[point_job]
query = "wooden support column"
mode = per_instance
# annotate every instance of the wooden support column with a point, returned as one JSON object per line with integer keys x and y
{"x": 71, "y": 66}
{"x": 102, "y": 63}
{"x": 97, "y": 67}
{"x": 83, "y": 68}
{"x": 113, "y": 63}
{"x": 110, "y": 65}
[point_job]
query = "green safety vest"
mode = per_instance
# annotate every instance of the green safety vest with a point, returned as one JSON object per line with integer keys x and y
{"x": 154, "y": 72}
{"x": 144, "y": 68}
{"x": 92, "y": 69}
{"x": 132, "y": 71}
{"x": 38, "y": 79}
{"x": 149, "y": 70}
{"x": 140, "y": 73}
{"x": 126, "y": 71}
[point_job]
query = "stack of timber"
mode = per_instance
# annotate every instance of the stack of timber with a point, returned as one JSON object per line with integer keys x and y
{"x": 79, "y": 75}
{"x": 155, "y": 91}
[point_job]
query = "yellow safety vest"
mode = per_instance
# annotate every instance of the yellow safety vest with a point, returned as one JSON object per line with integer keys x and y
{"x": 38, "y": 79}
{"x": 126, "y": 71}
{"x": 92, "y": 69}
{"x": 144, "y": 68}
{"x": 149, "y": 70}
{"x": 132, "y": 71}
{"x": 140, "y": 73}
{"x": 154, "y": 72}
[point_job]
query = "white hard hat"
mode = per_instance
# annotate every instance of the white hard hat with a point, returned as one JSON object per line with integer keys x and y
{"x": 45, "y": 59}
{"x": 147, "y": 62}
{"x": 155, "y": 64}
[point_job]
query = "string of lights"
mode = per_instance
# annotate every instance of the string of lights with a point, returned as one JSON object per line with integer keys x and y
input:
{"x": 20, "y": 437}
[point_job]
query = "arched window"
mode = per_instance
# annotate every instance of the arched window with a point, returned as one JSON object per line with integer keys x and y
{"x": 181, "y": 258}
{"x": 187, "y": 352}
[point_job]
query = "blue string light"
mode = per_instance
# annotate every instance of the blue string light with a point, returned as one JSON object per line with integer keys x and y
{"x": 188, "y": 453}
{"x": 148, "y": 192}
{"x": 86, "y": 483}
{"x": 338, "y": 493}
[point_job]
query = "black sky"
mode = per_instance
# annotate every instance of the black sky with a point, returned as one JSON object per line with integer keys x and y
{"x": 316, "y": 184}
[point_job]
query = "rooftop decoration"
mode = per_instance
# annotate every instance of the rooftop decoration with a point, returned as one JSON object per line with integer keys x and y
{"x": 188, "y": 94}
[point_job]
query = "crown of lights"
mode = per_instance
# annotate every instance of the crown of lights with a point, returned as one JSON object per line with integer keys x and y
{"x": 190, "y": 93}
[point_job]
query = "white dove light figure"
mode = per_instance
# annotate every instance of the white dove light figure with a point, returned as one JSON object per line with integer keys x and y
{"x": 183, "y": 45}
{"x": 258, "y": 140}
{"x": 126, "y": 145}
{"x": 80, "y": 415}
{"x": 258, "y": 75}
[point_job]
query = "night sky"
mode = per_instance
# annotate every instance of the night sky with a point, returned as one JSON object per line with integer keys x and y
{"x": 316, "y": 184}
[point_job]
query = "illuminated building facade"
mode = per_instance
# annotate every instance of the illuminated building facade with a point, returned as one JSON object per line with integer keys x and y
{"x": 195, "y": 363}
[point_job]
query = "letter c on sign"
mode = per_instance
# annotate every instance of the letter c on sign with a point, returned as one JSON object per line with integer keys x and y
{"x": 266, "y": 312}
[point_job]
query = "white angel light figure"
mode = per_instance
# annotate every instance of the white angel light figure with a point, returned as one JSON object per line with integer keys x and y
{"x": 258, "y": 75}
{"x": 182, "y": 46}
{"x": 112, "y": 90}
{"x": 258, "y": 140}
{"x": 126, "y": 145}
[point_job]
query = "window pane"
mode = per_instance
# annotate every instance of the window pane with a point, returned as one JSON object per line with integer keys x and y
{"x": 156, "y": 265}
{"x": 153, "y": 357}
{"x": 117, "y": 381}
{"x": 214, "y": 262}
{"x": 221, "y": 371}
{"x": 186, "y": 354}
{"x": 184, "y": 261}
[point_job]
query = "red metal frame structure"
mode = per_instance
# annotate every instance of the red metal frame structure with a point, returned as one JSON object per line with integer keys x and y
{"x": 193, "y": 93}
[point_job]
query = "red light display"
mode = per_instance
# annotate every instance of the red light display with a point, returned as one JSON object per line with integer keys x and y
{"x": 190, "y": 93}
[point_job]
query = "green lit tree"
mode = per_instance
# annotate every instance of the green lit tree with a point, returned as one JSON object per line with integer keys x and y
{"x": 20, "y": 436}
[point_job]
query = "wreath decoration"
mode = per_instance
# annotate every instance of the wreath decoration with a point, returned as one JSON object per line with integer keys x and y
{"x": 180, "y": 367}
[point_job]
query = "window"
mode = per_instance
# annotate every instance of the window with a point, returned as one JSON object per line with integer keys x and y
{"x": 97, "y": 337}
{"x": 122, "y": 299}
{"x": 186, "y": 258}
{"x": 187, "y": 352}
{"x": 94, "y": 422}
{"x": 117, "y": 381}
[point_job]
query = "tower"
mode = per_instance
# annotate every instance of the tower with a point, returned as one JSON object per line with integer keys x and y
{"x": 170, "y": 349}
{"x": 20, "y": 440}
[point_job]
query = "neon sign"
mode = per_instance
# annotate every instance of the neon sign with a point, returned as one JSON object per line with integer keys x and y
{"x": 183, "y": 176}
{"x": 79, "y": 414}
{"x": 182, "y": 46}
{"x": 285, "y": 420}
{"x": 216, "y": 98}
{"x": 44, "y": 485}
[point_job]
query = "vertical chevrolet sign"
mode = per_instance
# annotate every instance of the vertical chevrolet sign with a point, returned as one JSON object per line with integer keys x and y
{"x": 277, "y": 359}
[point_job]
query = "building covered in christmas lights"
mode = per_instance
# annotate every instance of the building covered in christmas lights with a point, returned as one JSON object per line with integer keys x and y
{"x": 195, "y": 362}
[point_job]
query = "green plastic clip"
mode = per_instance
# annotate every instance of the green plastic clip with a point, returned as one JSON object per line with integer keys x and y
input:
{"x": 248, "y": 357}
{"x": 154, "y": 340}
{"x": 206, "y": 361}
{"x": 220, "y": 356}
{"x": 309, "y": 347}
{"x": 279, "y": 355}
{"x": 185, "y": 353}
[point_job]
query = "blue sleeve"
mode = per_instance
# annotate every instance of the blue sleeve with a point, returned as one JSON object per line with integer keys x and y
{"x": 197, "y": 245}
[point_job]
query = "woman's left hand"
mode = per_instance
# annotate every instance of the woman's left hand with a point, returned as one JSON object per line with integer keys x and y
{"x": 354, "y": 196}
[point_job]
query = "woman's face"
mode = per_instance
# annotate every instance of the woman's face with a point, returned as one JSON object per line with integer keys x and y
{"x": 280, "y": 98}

□ □ □ □

Objective:
Word for word, write out the data.

Answer to this problem:
[point_job]
query = "wooden support column"
mode = per_instance
# annotate every instance of the wooden support column with a point, returned as one JSON object per line with integer keys x and y
{"x": 71, "y": 66}
{"x": 102, "y": 63}
{"x": 97, "y": 67}
{"x": 83, "y": 68}
{"x": 113, "y": 63}
{"x": 110, "y": 65}
[point_job]
query = "green safety vest"
mode = per_instance
# annotate every instance of the green safety vest with a point, returned as one JSON object per line with integer keys x and y
{"x": 154, "y": 72}
{"x": 144, "y": 68}
{"x": 92, "y": 69}
{"x": 132, "y": 71}
{"x": 38, "y": 79}
{"x": 149, "y": 70}
{"x": 140, "y": 73}
{"x": 126, "y": 71}
[point_job]
query = "stack of timber"
mode = per_instance
# annotate every instance of the stack of timber with a point, returned as one JSON object per line with integer keys x and y
{"x": 79, "y": 75}
{"x": 155, "y": 91}
[point_job]
query = "yellow safety vest"
mode = per_instance
# annotate every instance of the yellow safety vest with a point, returned as one JSON object per line with integer keys x and y
{"x": 38, "y": 79}
{"x": 126, "y": 71}
{"x": 92, "y": 69}
{"x": 144, "y": 68}
{"x": 149, "y": 70}
{"x": 132, "y": 71}
{"x": 140, "y": 73}
{"x": 154, "y": 72}
[point_job]
query = "white hard hat"
mode = per_instance
# annotate every instance of the white hard hat with a point, returned as one JSON object per line with integer keys x and y
{"x": 45, "y": 59}
{"x": 147, "y": 62}
{"x": 155, "y": 64}
[point_job]
query = "string of lights"
mode = per_instance
# annotate every instance of the string of lights with a point, returned as one JSON object per line with integer keys x and y
input:
{"x": 20, "y": 437}
[point_job]
query = "arched window"
mode = per_instance
# annotate every instance of the arched window with a point, returned as one JSON object per line with integer keys x and y
{"x": 181, "y": 258}
{"x": 187, "y": 352}
[point_job]
query = "blue string light"
mode = per_instance
# annotate every instance of the blue string light with a point, returned as one JSON object per line with integer keys x and y
{"x": 188, "y": 453}
{"x": 148, "y": 192}
{"x": 86, "y": 483}
{"x": 338, "y": 493}
[point_job]
query = "black sky"
mode = per_instance
# annotate every instance of the black sky with a point, returned as one JSON object per line with integer keys x and y
{"x": 316, "y": 184}
[point_job]
query = "rooftop decoration"
mode = per_instance
# annotate every instance of the rooftop decoration with a point, returned as one JSON object per line with integer keys x and y
{"x": 188, "y": 94}
[point_job]
query = "crown of lights"
mode = per_instance
# annotate every instance of the crown of lights with a point, returned as one JSON object per line with integer keys x and y
{"x": 190, "y": 93}
[point_job]
query = "white dove light figure"
mode = per_instance
# annotate every instance of the white dove light figure with a point, returned as one JSON object per line with integer keys x and y
{"x": 183, "y": 45}
{"x": 258, "y": 140}
{"x": 126, "y": 145}
{"x": 80, "y": 415}
{"x": 258, "y": 75}
[point_job]
query = "night sky"
mode = per_instance
# annotate every instance of the night sky with a point, returned as one JSON object per line with integer keys x and y
{"x": 316, "y": 184}
[point_job]
query = "illuminated building facade"
mode = per_instance
# annotate every instance of the illuminated building facade with a point, returned as one JSON object per line with integer keys x and y
{"x": 195, "y": 363}
[point_job]
query = "letter c on sign"
mode = per_instance
# annotate every instance of the letter c on sign with a point, returned as one JSON object per line with integer keys x and y
{"x": 266, "y": 312}
[point_job]
query = "white angel light figure"
mode = per_instance
# annotate every instance of the white angel light figure with a point, returned as one JSON object per line with integer keys x and y
{"x": 258, "y": 75}
{"x": 182, "y": 46}
{"x": 112, "y": 90}
{"x": 258, "y": 140}
{"x": 126, "y": 145}
[point_job]
query = "window pane"
mode = per_instance
# annotate every instance of the window pane with a point, returned as one JSON object per line with integer keys x and y
{"x": 156, "y": 265}
{"x": 153, "y": 357}
{"x": 117, "y": 381}
{"x": 214, "y": 262}
{"x": 221, "y": 371}
{"x": 186, "y": 354}
{"x": 184, "y": 261}
[point_job]
query = "red metal frame structure"
mode = per_instance
# annotate every instance of the red metal frame structure with a point, returned as one JSON object per line with integer keys x and y
{"x": 193, "y": 93}
[point_job]
query = "red light display"
mode = per_instance
# annotate every instance of the red light display with a point, returned as one JSON object per line with integer keys x and y
{"x": 190, "y": 93}
[point_job]
query = "green lit tree"
mode = per_instance
# annotate every instance of the green lit tree with a point, returned as one JSON object per line with integer keys x and y
{"x": 20, "y": 436}
[point_job]
query = "wreath decoration"
mode = per_instance
# annotate every instance of the wreath decoration with a point, returned as one JSON object per line with integer keys x and y
{"x": 180, "y": 367}
[point_job]
query = "window"
mode = per_instance
# annotate every instance of the window with a point, returned as one JSON object per line with integer keys x and y
{"x": 97, "y": 337}
{"x": 122, "y": 299}
{"x": 186, "y": 258}
{"x": 187, "y": 352}
{"x": 94, "y": 422}
{"x": 117, "y": 381}
[point_job]
query = "tower"
mode = per_instance
# annotate every instance of the tower with a point, returned as one JSON object per line with integer keys x and y
{"x": 170, "y": 349}
{"x": 20, "y": 440}
[point_job]
query = "neon sign"
mode = per_instance
# annotate every instance of the neon sign with a point, returned as one JSON object per line with integer keys x and y
{"x": 183, "y": 176}
{"x": 79, "y": 414}
{"x": 182, "y": 46}
{"x": 285, "y": 420}
{"x": 216, "y": 98}
{"x": 44, "y": 485}
[point_job]
query = "vertical chevrolet sign"
mode = per_instance
# annotate every instance of the vertical chevrolet sign with a point, returned as one JSON object per line with integer keys x and y
{"x": 277, "y": 359}
[point_job]
query = "building covered in christmas lights"
mode = per_instance
# annotate every instance of the building covered in christmas lights with a point, returned as one JSON object per line with integer keys x and y
{"x": 195, "y": 362}
[point_job]
query = "green plastic clip"
mode = per_instance
# annotate every instance of the green plastic clip with a point, returned as one JSON object per line with integer keys x and y
input:
{"x": 248, "y": 357}
{"x": 154, "y": 340}
{"x": 206, "y": 361}
{"x": 220, "y": 356}
{"x": 309, "y": 347}
{"x": 279, "y": 355}
{"x": 185, "y": 353}
[point_job]
query = "blue sleeve"
mode = per_instance
# annotate every instance of the blue sleeve with a point, returned as one JSON object per line with integer keys x and y
{"x": 197, "y": 245}
[point_job]
query = "woman's left hand"
mode = per_instance
# annotate every instance of the woman's left hand with a point, returned as one JSON object per line with integer keys x and y
{"x": 354, "y": 196}
[point_job]
query = "woman's face"
mode = per_instance
# annotate every instance of the woman's face with a point, returned as one JSON object per line with integer keys x and y
{"x": 280, "y": 98}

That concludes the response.